• Given data
== Segment start ==
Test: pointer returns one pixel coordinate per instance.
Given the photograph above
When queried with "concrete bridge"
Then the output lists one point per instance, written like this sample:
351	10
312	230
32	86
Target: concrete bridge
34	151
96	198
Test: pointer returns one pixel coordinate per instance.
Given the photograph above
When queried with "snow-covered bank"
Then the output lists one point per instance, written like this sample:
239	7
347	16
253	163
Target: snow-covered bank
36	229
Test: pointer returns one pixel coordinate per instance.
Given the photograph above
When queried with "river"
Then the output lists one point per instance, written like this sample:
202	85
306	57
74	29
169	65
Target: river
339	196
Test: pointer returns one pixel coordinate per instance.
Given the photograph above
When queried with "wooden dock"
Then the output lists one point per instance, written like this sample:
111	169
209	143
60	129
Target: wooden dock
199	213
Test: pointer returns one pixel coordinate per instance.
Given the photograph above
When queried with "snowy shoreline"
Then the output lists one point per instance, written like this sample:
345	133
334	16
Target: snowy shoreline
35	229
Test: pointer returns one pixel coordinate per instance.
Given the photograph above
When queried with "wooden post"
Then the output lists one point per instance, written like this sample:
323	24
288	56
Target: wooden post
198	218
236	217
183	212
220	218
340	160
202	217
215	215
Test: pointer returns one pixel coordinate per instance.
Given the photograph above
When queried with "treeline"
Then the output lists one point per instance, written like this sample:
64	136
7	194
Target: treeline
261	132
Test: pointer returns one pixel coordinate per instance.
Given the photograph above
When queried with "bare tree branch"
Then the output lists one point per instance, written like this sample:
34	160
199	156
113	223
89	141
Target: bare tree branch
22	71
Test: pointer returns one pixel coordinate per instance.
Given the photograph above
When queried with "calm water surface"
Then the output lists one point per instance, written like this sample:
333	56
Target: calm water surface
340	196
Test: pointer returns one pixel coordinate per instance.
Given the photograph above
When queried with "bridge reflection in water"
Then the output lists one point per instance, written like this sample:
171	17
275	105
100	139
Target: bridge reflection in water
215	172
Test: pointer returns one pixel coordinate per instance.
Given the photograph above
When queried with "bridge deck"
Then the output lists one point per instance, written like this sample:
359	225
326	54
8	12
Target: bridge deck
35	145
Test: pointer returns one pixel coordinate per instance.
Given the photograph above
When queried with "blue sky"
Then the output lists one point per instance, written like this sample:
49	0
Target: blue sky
== Segment end ==
• Brief
The whole listing must be reproduced exactly. Do not skip a line.

• Output of the task
Test: pointer returns one pixel coordinate per instance.
Given the photograph above
When queried with "concrete bridge"
Then the output lists one point per instance, written like this sample:
351	10
312	230
32	86
Target: concrete bridge
34	151
96	198
Test: pointer returns one pixel coordinate per instance.
Given the photograph above
When queried with "snow-covered bank"
Then the output lists one point per instance, written like this sample:
239	7
347	16
253	163
Target: snow-covered bank
36	229
Test: pointer returns one pixel coordinate per instance.
Given the photograph above
When queried with "river"
Then the output lists one point per instance, written like this sample:
202	85
306	57
74	29
169	65
Target: river
339	196
Test: pointer returns one pixel coordinate per instance.
Given the photograph above
When queried with "wooden dock"
Then the output lists one point per instance, written like this sample:
111	169
209	143
60	129
Target: wooden dock
199	213
Test: pointer returns one pixel coordinate per instance.
Given the photograph above
When queried with "snowy shoreline"
Then the output lists one point per instance, written like this sample:
345	133
334	16
Target: snowy shoreline
35	229
Test: pointer returns one pixel coordinate per instance.
Given the photograph above
When queried with "wooden post"
Then the output lists one point per instance, written like this sample:
323	24
288	56
Target: wooden post
198	218
236	217
183	212
220	218
340	160
202	217
215	215
Test: pointer returns one pixel coordinate per instance.
Given the photograph above
When queried with "treeline"
Then the output lists one point per instance, written like this sample:
64	136
7	194
Target: treeline
261	132
Test: pointer returns one pixel coordinate per instance.
Given the photograph above
When queried with "bare tree branch"
Then the output lists one point per instance, written like this sample:
34	160
199	156
113	223
89	141
Target: bare tree branch
22	71
Test: pointer returns one pixel coordinate per instance.
Given the photograph above
When queried with "calm water surface"
Then the output lists one point per instance, written like this sample:
333	56
Target: calm water surface
340	196
Test: pointer returns one pixel coordinate per instance.
Given the photograph above
When queried with "bridge reflection in water"
Then the output lists one point per instance, written like this sample:
171	17
275	105
100	139
Target: bridge reflection in water
215	172
Test: pointer returns one pixel coordinate per instance.
Given the photograph above
When queried with "bridge deck"
Then the output lists one point per instance, written like this sample:
359	225
326	54
8	12
Target: bridge deck
35	145
Test: pointer returns one pixel coordinate per instance.
Given the photograph above
When queried with "blue sky"
Then the output lists one point per instance, written like this sample:
49	0
Target: blue sky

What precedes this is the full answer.